=== WORK REQUIRED ===
Please rewrite the entries below, changing "even-odd rule" to "nonzero winding rule" and keeping every other word as it stands.

=== SUPPLIED MATERIAL ===
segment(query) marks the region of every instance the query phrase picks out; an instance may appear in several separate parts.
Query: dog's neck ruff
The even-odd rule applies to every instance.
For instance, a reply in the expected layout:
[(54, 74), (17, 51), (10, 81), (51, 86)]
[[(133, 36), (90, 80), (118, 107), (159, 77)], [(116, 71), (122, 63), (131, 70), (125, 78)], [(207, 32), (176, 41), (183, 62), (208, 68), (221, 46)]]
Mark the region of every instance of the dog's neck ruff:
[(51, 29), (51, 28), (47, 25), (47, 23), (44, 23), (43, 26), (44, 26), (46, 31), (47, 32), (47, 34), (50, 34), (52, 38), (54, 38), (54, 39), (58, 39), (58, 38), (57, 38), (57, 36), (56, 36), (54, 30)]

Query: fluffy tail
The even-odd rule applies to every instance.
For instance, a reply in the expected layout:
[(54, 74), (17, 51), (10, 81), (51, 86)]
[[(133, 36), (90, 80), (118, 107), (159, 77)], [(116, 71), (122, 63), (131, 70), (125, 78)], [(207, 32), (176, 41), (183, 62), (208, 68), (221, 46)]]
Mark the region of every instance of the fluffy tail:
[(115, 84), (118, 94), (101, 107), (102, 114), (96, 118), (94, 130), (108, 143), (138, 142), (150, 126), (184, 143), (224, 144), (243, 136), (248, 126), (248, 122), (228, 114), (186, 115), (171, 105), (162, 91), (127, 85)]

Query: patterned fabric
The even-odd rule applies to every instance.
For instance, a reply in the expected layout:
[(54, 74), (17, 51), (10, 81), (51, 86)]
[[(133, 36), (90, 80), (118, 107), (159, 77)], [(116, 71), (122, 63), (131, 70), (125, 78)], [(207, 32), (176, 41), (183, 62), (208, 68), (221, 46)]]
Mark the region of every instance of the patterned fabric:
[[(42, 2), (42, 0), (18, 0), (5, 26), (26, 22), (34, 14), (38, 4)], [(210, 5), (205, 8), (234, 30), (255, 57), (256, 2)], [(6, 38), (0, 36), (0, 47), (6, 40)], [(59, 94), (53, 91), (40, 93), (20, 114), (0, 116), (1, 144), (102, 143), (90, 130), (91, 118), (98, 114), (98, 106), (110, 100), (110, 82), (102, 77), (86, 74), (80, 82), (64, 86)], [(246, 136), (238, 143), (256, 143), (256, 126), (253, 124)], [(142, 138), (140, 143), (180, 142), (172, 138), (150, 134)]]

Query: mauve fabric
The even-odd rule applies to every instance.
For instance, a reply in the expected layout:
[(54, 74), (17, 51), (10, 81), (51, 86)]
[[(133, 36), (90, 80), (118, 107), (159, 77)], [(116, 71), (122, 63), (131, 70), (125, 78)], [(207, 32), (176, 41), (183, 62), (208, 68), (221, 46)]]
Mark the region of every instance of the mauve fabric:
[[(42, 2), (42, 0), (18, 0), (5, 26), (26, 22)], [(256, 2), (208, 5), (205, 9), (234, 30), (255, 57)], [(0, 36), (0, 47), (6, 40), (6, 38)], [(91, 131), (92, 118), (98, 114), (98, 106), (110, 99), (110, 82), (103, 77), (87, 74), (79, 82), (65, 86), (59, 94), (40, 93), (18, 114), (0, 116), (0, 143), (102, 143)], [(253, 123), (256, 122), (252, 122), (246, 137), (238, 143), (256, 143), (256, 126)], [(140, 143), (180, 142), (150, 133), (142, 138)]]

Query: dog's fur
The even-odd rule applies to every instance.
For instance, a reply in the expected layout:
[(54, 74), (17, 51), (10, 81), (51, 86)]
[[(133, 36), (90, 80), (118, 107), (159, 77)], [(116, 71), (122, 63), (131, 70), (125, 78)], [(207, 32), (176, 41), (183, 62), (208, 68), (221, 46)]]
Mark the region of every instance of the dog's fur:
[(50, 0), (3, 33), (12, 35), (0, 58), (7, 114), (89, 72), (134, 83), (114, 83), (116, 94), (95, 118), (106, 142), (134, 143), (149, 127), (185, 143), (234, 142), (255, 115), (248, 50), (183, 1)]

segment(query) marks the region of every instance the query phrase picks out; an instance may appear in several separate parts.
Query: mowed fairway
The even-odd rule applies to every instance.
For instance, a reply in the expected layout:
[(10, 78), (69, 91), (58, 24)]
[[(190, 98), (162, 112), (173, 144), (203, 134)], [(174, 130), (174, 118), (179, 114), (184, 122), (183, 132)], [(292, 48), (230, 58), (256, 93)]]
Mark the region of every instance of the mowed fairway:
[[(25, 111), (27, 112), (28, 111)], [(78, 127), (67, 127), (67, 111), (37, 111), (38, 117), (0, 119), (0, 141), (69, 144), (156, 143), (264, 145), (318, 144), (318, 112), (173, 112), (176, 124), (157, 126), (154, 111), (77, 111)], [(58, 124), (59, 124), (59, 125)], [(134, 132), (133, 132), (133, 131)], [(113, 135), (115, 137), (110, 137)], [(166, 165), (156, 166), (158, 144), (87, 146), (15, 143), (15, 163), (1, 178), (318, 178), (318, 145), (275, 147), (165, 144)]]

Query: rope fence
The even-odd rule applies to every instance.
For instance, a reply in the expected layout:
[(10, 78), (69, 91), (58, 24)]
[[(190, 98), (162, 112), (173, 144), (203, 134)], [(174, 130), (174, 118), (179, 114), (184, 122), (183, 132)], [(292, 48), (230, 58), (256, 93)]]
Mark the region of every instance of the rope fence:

=== ANSWER IN FULL ===
segment(query) marks the region of every instance the query phrase picks out; an instance may appear in several separate parts.
Query: dog's neck ruff
The nonzero winding rule applies to every instance.
For instance, a reply in the expected layout:
[(54, 74), (17, 51), (10, 81), (51, 86)]
[[(133, 36), (90, 80), (118, 107), (159, 77)], [(116, 71), (122, 63), (131, 70), (125, 78)], [(207, 32), (176, 41), (183, 62), (208, 68), (221, 46)]]
Mark the region of every instance of the dog's neck ruff:
[(51, 29), (51, 28), (47, 25), (47, 23), (44, 23), (43, 26), (44, 26), (46, 31), (47, 32), (47, 34), (50, 34), (52, 38), (54, 38), (54, 39), (58, 39), (58, 38), (57, 38), (57, 36), (56, 36), (54, 30)]

Query: fluffy tail
The nonzero winding rule applies to every instance.
For instance, a reply in the expected layout:
[(54, 74), (17, 51), (10, 81), (51, 86)]
[[(133, 36), (90, 80), (118, 107), (159, 77)], [(116, 71), (122, 63), (131, 70), (125, 78)], [(207, 32), (176, 41), (183, 62), (208, 68), (221, 46)]]
Mark the region of every instance of the fluffy tail:
[(115, 84), (118, 94), (101, 107), (102, 114), (96, 118), (94, 130), (108, 143), (138, 142), (150, 126), (184, 143), (224, 144), (243, 136), (248, 126), (248, 122), (228, 114), (186, 115), (171, 105), (162, 91), (127, 85)]

Query: patterned fabric
The nonzero winding rule applies to every instance.
For instance, a reply in the expected layout:
[(54, 74), (17, 51), (10, 81), (51, 86)]
[[(133, 36), (90, 80), (118, 107), (159, 77)], [(116, 71), (122, 63), (131, 70), (125, 78)], [(207, 32), (176, 41), (183, 62), (208, 68), (221, 46)]]
Mark the region of every instance of the patterned fabric:
[[(42, 2), (42, 0), (18, 0), (5, 26), (26, 22), (34, 14), (38, 4)], [(210, 5), (205, 8), (234, 30), (255, 57), (256, 2)], [(6, 38), (0, 36), (0, 47), (6, 40)], [(59, 94), (53, 91), (40, 93), (20, 114), (0, 116), (1, 144), (102, 143), (90, 130), (91, 118), (98, 114), (98, 106), (110, 100), (110, 82), (102, 77), (86, 74), (80, 82), (64, 86)], [(246, 136), (238, 143), (256, 143), (256, 126), (253, 124)], [(142, 138), (140, 143), (180, 142), (172, 138), (150, 134)]]

Query: mauve fabric
The nonzero winding rule applies to every instance.
For instance, a reply in the expected layout:
[(54, 74), (17, 51), (10, 81), (51, 86)]
[[(133, 36), (90, 80), (118, 107), (159, 77)], [(116, 71), (122, 63), (131, 70), (125, 78)], [(207, 32), (176, 41), (183, 62), (208, 68), (221, 46)]]
Mark the region of every instance of the mauve fabric:
[[(42, 2), (42, 0), (18, 0), (5, 26), (26, 22)], [(256, 2), (208, 5), (205, 9), (234, 30), (255, 57)], [(0, 36), (0, 47), (6, 40), (6, 38)], [(91, 131), (92, 118), (98, 114), (98, 106), (110, 99), (110, 82), (103, 77), (87, 74), (79, 82), (65, 86), (59, 94), (40, 93), (18, 114), (0, 116), (0, 143), (102, 143)], [(253, 123), (256, 122), (252, 122), (246, 137), (238, 143), (256, 143), (256, 126)], [(140, 143), (180, 142), (150, 133), (142, 138)]]

Query: dog's fur
The nonzero winding rule applies to every instance.
For instance, a reply in the expected layout:
[(54, 74), (17, 51), (10, 81), (51, 86)]
[[(133, 36), (90, 80), (118, 107), (159, 77)], [(116, 71), (122, 63), (131, 70), (125, 78)], [(207, 32), (176, 41), (183, 62), (208, 68), (221, 46)]]
Mark the region of every instance of the dog's fur:
[(50, 0), (3, 33), (12, 35), (0, 58), (7, 114), (89, 72), (134, 83), (114, 83), (116, 94), (95, 118), (106, 142), (134, 143), (149, 127), (185, 143), (234, 142), (255, 115), (248, 50), (183, 1)]

segment(query) marks the region of every instance the query phrase picks out; an instance may appear in several separate parts.
Query: mowed fairway
The nonzero winding rule applies to every instance.
For instance, a reply in the expected layout:
[(10, 78), (69, 91), (58, 24)]
[[(190, 98), (162, 112), (173, 144), (203, 134)], [(174, 130), (174, 118), (179, 114), (184, 122), (183, 132)], [(292, 48), (230, 58), (256, 93)]]
Mark the region of every instance of the mowed fairway:
[[(25, 111), (27, 112), (28, 111)], [(78, 127), (67, 127), (67, 111), (37, 111), (38, 117), (0, 119), (0, 141), (69, 144), (156, 143), (264, 145), (318, 144), (318, 112), (173, 112), (176, 124), (157, 126), (154, 111), (77, 111)], [(58, 124), (59, 124), (59, 125)], [(134, 132), (133, 132), (133, 131)], [(113, 135), (115, 137), (110, 137)], [(166, 165), (156, 166), (158, 144), (87, 146), (15, 143), (15, 163), (1, 178), (318, 178), (318, 145), (275, 147), (165, 144)]]

Query: rope fence
The nonzero winding rule applies to every instance.
For instance, a reply in the expected layout:
[(10, 78), (69, 91), (58, 24)]
[[(190, 98), (162, 112), (173, 144), (203, 134)], [(174, 130), (174, 118), (179, 114), (184, 122), (183, 132)], [(292, 48), (230, 58), (256, 93)]]
Mark the region of every instance of the rope fence:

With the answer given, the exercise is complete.